The next command generates the custom resource definitions automatically by inspecting the *_types.go file:

make manifests

Author's note: The second command runs a utility to implement the runtime.Object interface, which all Kubernetes types should implement; it's done automatically for our type.

Let's switch gears and look at the <kind>_controller.go file, which contains our controller.

It's the developer's responsibility to implement the Reconcile method in this file. This method runs every time an event changes the corresponding resource defined in our API. The Reconcile method is passed a Request argument, which contains a Namespace and Name that uniquely identify the resource. IT admins use this information to look up the resource.

Notice the comments before the Reconcile() method. These define the required RBAC permissions to run this controller. Take a moment to read through the comments for the Reconcile() function. This function is core to the logic of this process and examines the custom resources created, as well as handle the logic of converging the desired state.

//+kubebuilder:rbac:groups=myplatform.dexterposh.github.io,resources=inhouseapps,verbs=get;list;watch;create;update;patch;delete
//+kubebuilder:rbac:groups=myplatform.dexterposh.github.io,resources=inhouseapps/status,verbs=get;update;patch
//+kubebuilder:rbac:groups=myplatform.dexterposh.github.io,resources=inhouseapps/finalizers,verbs=update

Add this logic to the controller to provision the underlying resources required to host our in-house application. Head over to the <kind>_controller.go file for your resource. In the file, there is an empty Reconcile() method definition.

func (r *InhouseAppReconciler) Reconcile(ctx context.Context, req ctrl.Request) (ctrl.Result, error) {
   _ = log.FromContext(ctx)
   // your logic here
   return ctrl.Result{}, nil
}

Begin to fill in the required code to create a deployment for our custom resource. Start by creating a logger, and then look up the InhouseApp custom resource using the NamespacedName. If we don't find an instance of our custom resource, we return an empty result and no errors, as the instance might be deleted -- so no need for further processing.

Returning an empty result with no error indicates to the controller that this object has converged to the desired state. Do not process it until something changes in the custom resource.

// your logic here
   logger := log.Log.WithValues("inhouseApp", req.NamespacedName)
 
   logger.Info("InhouseApp Reconcile method...")
 
   // fetch the inhouseApp CR instance
   inhouseApp := &myplatformv1alpha1.InhouseApp{}
   err := r.Get(ctx, req.NamespacedName, inhouseApp)
   if err != nil {
       if errors.IsNotFound(err) {
           // Request object not found, could have been deleted after reconcile request.

****************************************

# [Exercises to complete]
A - Transcribe the stretch of the controller passage from "Let's switch gears" through "up the resource.".
B - Answer these questions from the controller passage:
(i) Which command generates the custom resource definitions?
(ii) What two items does the Request argument passed to the Reconcile method contain?
(iii) What do the comments placed before the Reconcile() method define?

Extracted data entries:
****************************************

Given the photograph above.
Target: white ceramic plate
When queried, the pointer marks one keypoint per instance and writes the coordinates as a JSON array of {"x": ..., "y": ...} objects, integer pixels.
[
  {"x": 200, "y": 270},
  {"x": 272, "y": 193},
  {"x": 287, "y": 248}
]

****************************************

# [Task-by-task answers]
A -
Let's switch gears and look at the <kind>_controller.go file, which contains our controller.

It's the developer's responsibility to implement the Reconcile method in this file. This method runs every time an event changes the corresponding resource defined in our API. The Reconcile method is passed a Request argument, which contains a Namespace and Name that uniquely identify the resource. IT admins use this information to look up the resource.

B -
(i) make manifests
(ii) A Namespace and a Name
(iii) The required RBAC permissions to run this controller